◆ Excerpt to read ◆
# Find the volume of the solid by rotating the region

Find the volume of the solid obtained by rotating the region bounded by the given curves about the specified line.

$$\left\{\begin{array}{ll}x&=y-y^2\\x&=0\end{array}\right..$$ About the $y$-axis

I'm not sure where to start, so I don't have a specific question. The reversal of the varibles is throwing me off.

• It will be the same as the volume of the solid obtained by rotating the region bounded by the curves $y=x-x^2$ and $y=0$ about the $x$-axis. – Henry Nov 28 '15 at 21:23

Well, the curve you have described looks like this

And the idea in these kind of problems, is that you take that plot and rotate it around the indicated axis. The 'tail' left by the curve in the rotation, is the surface that encloses the solid. If that is not intuitive, here is a picture

So, how to write the region of integration?. Using cylindrical coordinates, $(x,y,z)=(r cos(\theta), y, r sin(\theta))$, $V = \{(r,\theta,y): 0 \leq \theta \leq 2 \pi , 0\leq y \leq 1, 0\leq r \leq y-y^2\}$.

Volume = $\int_{V} 1 dV$ = $\int_0^{2 \pi} \int_0^1 \int_0^{y-y^2} 1 r$ $dr dy d\theta$ = $2 \pi$ $\int_0^1 \frac{r^2}{2} \bigg|_{r=0}^{y-y^2}dz$ = $\frac{\pi}{30}$

These problems require a bit of visualization. So image the point $(x,y)$. Now imagine rotating it about the $y$-axis.

What shape will it make?

A circle

$x$

Now imagine we take a rectangular strip with width $x$ and height $\Delta y$ and rotate it about the $y$-axis. It will make a cylinder, and It's volume will be:

$$\pi x^2 \Delta y$$

Now we can approximate the volume of rotating $x=f(y)$ about the $y$ axis by rotating some (appropriate) strips and summing up the volumes made. If we make $\Delta y$ Infinitely small and sum all the volumes of these cross sections. This is nothing but:

$$\int \pi x^2 dy$$

Now for your question you need to know over what interval of $y$ are you going to be integrating. Look at your region and see that when $y=0$ and when $y=1$, $x=0$.

Thus the integral for your volume is:

$$v=\int_{0}^{1} \pi x^2 dy$$

$$v=\int_{0}^{1} \pi (y-y^2)^2 dy$$

The curve $x = y - y^2$ crosses the $x$-axis twice, at $y = 0$ and $y = 1$, so these will be the endpoints of the object we have by rotating our curve. The volume is $$\pi \int^{1}_{0} (y - y^2)^2 dy = \pi \left (\frac {y^3} {3} - \frac {y^4} {2} + \frac {y^5} {5} \right) |^1_0 = \frac {\pi} {30}.$$

◆ Set exercise 1 ◆
In the thread about rotating a region, what final volume do the answers give?
The thread above and the records after it are unrelated to each other.

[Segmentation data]
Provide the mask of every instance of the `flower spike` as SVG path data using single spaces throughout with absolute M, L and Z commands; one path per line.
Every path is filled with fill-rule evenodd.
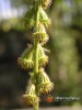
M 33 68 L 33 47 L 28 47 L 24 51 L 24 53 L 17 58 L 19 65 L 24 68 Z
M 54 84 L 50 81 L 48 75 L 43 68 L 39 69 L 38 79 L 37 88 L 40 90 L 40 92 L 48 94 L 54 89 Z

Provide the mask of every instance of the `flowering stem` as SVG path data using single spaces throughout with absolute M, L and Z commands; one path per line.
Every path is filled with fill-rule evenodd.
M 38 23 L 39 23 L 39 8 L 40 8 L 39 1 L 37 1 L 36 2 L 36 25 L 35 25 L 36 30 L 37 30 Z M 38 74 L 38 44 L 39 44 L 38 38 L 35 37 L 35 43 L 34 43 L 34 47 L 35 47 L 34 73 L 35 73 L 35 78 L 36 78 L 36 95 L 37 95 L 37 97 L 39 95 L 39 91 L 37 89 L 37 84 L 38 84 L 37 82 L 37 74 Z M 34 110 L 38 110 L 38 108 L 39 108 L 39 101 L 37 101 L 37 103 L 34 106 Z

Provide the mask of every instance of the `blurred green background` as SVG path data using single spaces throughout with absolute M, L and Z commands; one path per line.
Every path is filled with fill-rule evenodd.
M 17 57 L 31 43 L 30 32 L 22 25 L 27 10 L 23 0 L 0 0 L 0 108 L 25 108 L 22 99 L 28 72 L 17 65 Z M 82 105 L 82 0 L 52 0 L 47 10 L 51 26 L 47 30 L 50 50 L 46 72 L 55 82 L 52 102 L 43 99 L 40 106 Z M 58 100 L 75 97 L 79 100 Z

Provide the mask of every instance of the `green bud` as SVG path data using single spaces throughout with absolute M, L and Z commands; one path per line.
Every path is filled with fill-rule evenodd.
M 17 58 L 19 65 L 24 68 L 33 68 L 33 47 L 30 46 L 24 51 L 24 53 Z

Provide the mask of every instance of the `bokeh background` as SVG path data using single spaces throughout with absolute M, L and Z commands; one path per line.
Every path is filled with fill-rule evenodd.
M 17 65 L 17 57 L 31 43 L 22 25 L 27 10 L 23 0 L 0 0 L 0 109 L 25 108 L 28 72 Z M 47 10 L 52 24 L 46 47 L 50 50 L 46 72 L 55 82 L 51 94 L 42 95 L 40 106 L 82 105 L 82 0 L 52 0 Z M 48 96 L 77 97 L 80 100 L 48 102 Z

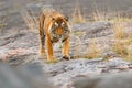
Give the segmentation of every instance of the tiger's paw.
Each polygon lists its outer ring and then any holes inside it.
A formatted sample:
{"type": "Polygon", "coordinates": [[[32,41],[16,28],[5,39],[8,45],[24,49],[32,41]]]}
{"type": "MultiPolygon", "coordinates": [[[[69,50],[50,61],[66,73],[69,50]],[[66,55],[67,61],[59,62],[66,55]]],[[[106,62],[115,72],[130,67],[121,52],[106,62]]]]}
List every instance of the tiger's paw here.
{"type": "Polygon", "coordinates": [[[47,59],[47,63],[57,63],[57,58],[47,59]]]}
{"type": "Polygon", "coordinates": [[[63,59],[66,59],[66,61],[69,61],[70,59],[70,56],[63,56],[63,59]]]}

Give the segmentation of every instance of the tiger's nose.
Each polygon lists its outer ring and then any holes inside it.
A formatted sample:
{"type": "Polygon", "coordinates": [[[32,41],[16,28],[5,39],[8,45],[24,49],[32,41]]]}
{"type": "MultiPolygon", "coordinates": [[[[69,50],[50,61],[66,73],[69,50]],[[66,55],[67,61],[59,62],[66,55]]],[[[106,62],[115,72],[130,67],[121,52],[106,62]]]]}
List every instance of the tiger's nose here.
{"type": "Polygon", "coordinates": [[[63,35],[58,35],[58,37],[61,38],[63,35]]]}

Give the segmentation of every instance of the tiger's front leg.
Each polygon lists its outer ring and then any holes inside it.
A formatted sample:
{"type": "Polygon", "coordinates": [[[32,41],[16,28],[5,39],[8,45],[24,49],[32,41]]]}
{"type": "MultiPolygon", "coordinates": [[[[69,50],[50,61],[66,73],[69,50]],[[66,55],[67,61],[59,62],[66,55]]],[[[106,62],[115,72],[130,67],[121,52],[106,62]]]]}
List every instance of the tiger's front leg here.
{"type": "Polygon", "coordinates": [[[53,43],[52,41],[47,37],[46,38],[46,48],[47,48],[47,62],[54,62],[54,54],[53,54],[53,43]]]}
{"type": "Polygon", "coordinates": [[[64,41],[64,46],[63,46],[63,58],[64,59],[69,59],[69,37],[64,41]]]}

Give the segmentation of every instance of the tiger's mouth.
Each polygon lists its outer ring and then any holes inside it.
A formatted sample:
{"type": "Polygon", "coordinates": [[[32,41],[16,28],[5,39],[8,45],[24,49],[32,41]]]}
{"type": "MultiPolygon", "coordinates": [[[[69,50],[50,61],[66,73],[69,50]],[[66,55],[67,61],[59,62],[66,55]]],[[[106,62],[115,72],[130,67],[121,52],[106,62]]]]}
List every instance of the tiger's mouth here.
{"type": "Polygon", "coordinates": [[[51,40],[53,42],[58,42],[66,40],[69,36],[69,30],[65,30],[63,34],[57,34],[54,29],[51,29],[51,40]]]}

◆ Set exercise 2 ◆
Rewrite the records from their start through the line containing "M 54 84 L 50" as a two-column CSV with the columns request and answer. Give one row per request, put each value in a single quoted field with line breaks turned into spaces, and leave out the pictures.

◆ Correct answer 1 ◆
π/30

◆ Correct answer 2 ◆
request,answer
"Provide the mask of every instance of the `flower spike` as SVG path data using single spaces throughout with absolute M, L and Z commands; one path per line. Every path is filled with fill-rule evenodd.","M 33 68 L 33 47 L 28 47 L 24 51 L 24 53 L 17 58 L 19 65 L 24 68 Z M 54 84 L 50 81 L 48 75 L 43 68 L 39 69 L 38 79 L 37 88 L 40 90 L 40 92 L 48 94 L 54 89 Z"